● Extracted entries
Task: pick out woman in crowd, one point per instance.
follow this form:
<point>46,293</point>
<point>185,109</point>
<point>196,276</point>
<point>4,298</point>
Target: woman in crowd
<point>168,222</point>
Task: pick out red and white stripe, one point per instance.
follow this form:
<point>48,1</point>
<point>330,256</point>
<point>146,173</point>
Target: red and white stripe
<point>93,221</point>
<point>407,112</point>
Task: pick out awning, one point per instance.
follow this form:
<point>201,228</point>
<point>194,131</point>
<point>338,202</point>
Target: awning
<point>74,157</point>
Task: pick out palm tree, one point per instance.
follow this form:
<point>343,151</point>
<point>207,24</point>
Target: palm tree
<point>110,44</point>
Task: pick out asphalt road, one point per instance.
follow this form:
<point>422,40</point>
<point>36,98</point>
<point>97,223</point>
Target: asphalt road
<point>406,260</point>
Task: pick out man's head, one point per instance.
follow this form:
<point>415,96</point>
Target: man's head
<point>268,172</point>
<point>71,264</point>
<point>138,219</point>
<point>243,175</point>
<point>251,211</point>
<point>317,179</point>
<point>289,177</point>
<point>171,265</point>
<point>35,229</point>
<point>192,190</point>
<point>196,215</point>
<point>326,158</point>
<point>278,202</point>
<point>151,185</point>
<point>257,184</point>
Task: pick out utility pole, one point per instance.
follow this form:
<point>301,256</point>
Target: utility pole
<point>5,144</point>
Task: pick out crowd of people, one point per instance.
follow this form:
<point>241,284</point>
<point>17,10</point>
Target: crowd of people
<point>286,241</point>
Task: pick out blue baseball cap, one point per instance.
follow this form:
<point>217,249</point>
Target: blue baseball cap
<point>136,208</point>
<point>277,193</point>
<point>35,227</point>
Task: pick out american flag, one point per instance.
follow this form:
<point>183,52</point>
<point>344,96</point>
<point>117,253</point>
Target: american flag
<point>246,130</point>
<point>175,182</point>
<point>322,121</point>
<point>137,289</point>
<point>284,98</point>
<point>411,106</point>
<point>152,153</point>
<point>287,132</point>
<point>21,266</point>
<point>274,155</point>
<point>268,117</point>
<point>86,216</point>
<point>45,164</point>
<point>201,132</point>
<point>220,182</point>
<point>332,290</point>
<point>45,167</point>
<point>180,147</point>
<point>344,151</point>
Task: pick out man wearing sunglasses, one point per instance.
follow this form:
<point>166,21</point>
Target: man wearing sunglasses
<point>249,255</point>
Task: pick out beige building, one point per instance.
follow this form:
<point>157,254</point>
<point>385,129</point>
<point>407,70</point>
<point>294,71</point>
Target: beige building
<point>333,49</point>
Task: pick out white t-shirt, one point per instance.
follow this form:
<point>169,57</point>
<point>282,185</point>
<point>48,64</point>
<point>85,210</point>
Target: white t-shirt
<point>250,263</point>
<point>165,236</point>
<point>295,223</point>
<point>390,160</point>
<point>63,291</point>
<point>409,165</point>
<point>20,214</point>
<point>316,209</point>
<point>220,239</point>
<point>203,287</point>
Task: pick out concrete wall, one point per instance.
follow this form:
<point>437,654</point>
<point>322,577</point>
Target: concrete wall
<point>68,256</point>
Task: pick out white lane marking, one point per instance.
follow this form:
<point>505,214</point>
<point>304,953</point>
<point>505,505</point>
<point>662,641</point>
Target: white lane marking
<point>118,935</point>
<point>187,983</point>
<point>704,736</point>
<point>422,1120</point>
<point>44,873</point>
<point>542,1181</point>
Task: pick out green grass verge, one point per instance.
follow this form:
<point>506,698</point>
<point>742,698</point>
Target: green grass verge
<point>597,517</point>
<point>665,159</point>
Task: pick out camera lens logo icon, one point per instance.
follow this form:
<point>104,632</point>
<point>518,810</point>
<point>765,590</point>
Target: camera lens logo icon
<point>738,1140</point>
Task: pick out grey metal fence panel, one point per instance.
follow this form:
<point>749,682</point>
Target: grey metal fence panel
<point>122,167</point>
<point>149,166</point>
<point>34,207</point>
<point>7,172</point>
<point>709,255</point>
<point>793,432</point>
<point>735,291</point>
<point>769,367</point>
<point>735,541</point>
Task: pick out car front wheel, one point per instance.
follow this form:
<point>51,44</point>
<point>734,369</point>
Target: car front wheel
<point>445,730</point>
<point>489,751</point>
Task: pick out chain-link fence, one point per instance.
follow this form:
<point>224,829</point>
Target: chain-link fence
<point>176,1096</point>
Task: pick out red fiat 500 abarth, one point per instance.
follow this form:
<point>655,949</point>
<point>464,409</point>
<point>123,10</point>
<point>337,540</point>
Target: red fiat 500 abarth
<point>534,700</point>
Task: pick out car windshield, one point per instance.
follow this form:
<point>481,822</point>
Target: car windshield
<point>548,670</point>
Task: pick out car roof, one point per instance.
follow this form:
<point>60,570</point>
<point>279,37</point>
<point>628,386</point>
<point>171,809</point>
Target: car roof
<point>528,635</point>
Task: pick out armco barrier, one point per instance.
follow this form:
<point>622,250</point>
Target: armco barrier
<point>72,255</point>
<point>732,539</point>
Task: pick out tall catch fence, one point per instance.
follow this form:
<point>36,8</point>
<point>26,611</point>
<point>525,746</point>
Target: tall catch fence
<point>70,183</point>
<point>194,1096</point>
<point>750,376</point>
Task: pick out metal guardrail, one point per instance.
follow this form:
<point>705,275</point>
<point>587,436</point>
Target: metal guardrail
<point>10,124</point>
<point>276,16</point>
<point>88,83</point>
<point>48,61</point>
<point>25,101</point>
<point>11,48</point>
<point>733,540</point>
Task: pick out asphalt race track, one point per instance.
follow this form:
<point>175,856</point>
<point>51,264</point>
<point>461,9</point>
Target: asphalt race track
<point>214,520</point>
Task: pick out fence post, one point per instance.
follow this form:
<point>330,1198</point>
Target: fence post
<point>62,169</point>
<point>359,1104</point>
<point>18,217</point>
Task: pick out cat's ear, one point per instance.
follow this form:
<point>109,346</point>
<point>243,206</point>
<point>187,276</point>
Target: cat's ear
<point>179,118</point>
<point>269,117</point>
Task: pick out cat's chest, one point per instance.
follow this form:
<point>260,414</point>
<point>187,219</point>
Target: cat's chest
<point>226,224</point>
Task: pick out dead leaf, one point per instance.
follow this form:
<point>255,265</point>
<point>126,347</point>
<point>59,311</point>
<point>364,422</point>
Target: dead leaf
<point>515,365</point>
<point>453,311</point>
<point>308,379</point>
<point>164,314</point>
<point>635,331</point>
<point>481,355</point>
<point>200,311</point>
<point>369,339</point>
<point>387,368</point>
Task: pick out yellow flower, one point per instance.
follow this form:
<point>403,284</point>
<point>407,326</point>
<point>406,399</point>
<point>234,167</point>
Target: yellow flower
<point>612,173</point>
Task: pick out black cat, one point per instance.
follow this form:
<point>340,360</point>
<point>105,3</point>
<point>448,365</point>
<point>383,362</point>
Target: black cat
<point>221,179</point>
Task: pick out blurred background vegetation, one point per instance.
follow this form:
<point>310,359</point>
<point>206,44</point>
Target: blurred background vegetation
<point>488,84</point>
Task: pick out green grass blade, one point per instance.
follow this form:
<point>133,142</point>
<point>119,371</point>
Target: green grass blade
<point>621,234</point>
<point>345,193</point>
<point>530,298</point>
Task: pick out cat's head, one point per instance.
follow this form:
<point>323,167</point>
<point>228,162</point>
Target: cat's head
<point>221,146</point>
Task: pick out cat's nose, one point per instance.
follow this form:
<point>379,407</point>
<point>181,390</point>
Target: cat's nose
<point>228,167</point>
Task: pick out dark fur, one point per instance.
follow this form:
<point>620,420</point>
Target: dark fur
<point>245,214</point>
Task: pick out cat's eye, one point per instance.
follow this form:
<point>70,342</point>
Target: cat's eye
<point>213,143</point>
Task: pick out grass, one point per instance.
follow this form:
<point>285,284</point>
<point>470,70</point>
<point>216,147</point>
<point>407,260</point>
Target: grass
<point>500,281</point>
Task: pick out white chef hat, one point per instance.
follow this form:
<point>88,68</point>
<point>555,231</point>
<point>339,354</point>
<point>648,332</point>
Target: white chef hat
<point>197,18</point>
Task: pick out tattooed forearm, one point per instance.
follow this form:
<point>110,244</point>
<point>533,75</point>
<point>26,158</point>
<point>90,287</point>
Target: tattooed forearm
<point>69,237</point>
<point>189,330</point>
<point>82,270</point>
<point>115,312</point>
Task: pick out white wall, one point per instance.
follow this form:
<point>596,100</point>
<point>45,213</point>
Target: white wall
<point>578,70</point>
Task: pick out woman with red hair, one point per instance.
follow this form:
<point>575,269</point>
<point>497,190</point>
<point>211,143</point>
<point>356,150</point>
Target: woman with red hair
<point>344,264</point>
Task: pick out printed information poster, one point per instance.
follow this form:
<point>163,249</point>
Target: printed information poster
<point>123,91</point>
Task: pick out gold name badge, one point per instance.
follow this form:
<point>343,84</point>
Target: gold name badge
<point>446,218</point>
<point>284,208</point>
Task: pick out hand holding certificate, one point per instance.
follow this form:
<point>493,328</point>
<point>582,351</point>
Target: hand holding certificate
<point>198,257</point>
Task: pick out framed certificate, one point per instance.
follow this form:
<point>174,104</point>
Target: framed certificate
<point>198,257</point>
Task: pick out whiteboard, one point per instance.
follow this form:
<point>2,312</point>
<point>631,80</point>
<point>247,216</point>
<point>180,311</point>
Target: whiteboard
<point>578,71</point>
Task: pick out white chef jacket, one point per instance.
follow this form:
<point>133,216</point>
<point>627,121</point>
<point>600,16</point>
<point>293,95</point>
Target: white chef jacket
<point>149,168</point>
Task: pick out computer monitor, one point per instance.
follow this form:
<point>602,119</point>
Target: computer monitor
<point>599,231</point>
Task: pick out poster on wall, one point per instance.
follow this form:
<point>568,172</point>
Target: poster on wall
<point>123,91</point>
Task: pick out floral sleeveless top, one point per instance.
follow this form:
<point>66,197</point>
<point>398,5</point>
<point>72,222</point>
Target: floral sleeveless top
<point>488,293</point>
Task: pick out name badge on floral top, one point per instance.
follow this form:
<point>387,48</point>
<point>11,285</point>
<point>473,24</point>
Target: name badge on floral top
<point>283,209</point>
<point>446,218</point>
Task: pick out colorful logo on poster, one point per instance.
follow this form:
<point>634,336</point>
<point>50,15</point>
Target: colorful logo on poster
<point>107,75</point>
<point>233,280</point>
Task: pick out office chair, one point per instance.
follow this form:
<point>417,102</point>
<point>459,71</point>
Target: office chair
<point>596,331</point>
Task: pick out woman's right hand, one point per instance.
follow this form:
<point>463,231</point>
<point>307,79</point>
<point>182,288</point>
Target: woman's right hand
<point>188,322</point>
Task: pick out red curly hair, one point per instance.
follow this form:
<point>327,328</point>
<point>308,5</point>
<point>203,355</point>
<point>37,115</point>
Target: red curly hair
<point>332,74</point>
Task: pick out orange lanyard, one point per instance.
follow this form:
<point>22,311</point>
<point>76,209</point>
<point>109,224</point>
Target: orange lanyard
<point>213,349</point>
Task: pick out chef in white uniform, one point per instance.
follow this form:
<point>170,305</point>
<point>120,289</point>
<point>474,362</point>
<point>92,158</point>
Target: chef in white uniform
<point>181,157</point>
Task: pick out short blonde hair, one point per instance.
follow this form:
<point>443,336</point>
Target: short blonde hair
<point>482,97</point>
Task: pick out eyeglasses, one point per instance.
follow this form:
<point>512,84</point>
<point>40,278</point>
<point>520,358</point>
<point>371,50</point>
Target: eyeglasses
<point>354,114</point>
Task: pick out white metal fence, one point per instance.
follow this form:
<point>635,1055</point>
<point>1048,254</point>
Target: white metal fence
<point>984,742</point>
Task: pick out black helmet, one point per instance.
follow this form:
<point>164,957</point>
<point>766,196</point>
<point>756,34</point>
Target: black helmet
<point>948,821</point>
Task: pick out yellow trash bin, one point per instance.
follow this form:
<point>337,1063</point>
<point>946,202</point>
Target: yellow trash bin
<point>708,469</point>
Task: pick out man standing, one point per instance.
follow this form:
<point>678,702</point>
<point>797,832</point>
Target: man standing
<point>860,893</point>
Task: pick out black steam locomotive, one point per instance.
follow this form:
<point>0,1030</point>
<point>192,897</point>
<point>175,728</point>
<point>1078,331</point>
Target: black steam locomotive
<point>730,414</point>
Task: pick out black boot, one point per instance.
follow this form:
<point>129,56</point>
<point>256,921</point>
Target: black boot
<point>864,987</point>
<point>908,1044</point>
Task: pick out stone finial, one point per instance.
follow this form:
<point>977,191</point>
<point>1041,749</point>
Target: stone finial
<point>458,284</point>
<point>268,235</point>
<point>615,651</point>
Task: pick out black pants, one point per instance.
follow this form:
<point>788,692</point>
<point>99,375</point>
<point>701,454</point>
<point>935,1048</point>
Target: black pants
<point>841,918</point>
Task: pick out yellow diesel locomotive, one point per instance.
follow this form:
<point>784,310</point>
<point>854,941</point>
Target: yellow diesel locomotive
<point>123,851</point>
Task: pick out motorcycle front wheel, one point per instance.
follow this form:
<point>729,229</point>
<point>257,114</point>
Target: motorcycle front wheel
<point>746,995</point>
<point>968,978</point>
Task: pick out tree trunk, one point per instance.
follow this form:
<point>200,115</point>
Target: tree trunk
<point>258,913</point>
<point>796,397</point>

● What you are asked to do
Give back every line from the beginning of the records through the line holding "<point>422,40</point>", exactly as it reads, and leave out the rest.

● Output
Task: pick out woman in crowd, one point per instance.
follow this form:
<point>46,293</point>
<point>185,109</point>
<point>196,276</point>
<point>4,298</point>
Target: woman in crowd
<point>168,222</point>
Task: pick out red and white stripe, one point per instance.
follow this form:
<point>48,1</point>
<point>330,256</point>
<point>146,173</point>
Target: red and white stripe
<point>93,221</point>
<point>407,112</point>
Task: pick out awning, one point per instance.
follow this form:
<point>201,228</point>
<point>194,131</point>
<point>338,202</point>
Target: awning
<point>74,157</point>
Task: pick out palm tree, one point per instance.
follow this form:
<point>343,151</point>
<point>207,24</point>
Target: palm tree
<point>110,44</point>
Task: pick out asphalt road, one point per instance.
follow this form:
<point>422,40</point>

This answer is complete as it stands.